WRITTEN TASK =
Rewrite the material below, replacing "photograph" with "image" wherever it occurs and keeping everything else unchanged. Omit the pictures from your version.

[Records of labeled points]
>> BEGIN
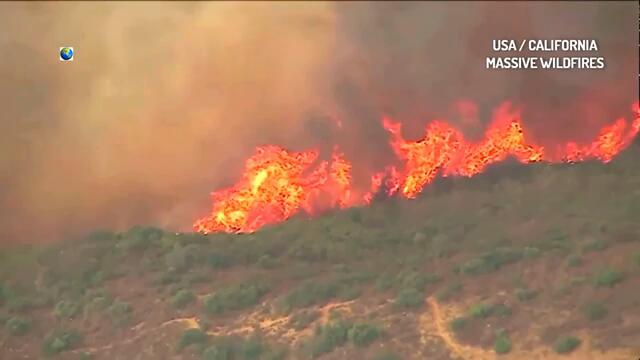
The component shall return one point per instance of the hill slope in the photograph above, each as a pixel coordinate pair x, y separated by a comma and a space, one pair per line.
537, 262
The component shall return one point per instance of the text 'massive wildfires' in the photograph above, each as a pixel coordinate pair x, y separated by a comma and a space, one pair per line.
533, 54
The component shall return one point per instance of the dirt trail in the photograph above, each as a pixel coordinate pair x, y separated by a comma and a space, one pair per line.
433, 324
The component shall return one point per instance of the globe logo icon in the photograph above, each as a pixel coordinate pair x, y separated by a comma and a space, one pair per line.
66, 53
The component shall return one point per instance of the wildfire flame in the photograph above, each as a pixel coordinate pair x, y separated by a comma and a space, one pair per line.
>> END
ANSWER FOR THE TASK =
The component shall return one point per instance of the hill slope in the image above, each as a pixel coordinate pair x, y separated by a comma and a space, one pair per line.
537, 262
The component shall return one point per instance of the text 'massive wildfires' in the image above, each as a pixel coordinate pair x, y separated by a comma and a space, one pair per line.
533, 54
The component shall return one point per instance of the dirt trail in the image above, each as a pixel coordinate pair x, y separated by a comma and a space, one pair per line.
433, 324
The component shall return one point per instance of the globe logo icon in the image above, each as a pixel coordinate pair x, y separated by a comma and a space, one pair per line.
66, 53
The component shall return one point per instance of the wildfire flame in the image above, each as a pixel coordinate pair x, y separated by a comma and a space, one pair per line.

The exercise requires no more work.